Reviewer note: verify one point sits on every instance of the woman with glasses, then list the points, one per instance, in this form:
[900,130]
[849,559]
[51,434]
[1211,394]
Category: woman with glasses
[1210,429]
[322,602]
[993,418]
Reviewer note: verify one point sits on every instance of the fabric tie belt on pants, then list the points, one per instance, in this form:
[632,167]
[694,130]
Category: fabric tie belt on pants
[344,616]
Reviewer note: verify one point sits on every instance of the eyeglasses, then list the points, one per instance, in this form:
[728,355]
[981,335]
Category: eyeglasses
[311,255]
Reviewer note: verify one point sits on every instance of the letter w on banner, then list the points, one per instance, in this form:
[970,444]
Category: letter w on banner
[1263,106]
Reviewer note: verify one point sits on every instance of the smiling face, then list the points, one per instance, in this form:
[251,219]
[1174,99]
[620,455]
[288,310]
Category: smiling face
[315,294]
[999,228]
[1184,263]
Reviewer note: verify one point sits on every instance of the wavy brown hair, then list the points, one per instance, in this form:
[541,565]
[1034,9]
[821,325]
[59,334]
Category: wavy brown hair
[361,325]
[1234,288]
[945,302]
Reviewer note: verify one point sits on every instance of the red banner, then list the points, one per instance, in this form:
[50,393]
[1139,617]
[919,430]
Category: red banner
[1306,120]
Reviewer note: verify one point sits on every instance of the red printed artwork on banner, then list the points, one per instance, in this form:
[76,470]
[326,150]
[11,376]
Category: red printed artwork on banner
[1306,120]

...

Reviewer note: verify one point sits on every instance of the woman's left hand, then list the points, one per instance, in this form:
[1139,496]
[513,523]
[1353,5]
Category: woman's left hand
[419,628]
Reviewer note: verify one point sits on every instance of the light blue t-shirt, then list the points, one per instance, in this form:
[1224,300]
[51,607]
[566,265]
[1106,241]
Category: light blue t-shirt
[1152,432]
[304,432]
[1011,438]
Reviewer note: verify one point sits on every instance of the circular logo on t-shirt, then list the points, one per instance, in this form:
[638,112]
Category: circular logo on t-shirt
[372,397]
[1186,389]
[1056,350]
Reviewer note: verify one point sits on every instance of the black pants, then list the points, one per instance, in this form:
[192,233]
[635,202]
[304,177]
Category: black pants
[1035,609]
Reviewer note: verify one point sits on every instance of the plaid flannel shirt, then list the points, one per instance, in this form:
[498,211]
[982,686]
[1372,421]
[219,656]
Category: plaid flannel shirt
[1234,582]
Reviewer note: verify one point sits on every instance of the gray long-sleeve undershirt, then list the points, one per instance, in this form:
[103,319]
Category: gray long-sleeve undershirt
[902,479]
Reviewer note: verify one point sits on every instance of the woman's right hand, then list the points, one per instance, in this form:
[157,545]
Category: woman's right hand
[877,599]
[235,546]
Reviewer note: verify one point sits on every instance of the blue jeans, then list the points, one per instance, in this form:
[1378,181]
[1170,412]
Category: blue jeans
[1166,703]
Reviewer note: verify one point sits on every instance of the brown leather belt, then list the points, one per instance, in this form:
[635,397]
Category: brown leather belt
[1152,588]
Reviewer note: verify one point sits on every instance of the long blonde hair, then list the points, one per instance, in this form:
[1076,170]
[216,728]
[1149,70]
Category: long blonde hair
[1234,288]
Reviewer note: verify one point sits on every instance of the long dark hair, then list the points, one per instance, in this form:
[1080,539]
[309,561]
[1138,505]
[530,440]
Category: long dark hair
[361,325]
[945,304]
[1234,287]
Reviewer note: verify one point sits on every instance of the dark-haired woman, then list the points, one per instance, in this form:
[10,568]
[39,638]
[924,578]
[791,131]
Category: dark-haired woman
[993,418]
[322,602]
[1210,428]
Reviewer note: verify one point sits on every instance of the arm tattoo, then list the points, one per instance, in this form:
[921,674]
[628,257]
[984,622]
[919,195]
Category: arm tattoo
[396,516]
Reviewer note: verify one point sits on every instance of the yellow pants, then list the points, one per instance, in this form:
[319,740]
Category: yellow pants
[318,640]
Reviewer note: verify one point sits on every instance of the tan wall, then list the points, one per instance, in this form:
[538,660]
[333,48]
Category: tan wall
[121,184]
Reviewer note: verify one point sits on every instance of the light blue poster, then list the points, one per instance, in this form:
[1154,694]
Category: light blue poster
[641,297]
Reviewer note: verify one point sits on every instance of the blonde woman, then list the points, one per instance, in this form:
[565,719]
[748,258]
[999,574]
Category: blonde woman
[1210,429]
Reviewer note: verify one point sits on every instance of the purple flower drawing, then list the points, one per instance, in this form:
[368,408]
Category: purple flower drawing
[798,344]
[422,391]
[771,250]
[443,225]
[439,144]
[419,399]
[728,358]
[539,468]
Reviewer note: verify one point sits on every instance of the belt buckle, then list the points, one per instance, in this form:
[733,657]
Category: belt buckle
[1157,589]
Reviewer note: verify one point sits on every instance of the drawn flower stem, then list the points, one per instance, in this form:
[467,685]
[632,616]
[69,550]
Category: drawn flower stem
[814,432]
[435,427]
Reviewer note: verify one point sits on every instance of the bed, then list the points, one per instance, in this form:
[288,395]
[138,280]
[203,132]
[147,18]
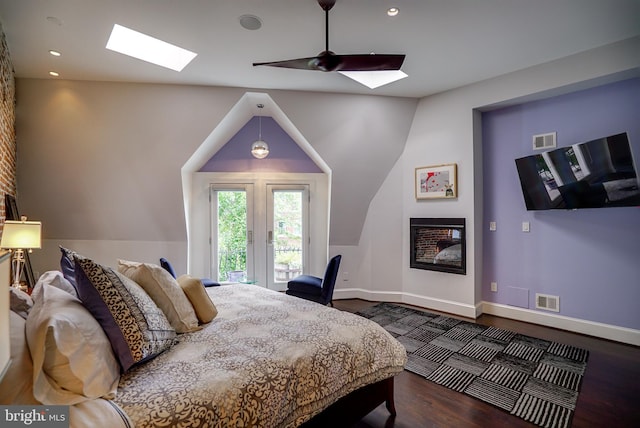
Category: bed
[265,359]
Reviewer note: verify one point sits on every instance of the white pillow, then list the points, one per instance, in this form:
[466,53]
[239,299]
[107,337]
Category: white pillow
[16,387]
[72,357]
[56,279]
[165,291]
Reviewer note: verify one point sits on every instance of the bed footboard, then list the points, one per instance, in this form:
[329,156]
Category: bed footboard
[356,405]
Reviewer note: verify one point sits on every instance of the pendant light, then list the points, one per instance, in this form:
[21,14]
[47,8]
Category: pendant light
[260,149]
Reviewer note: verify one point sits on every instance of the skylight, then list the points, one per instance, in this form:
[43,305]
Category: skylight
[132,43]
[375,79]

> Written task
Please count the lines above that contain the word "smiling" and give only that number.

> Full output
2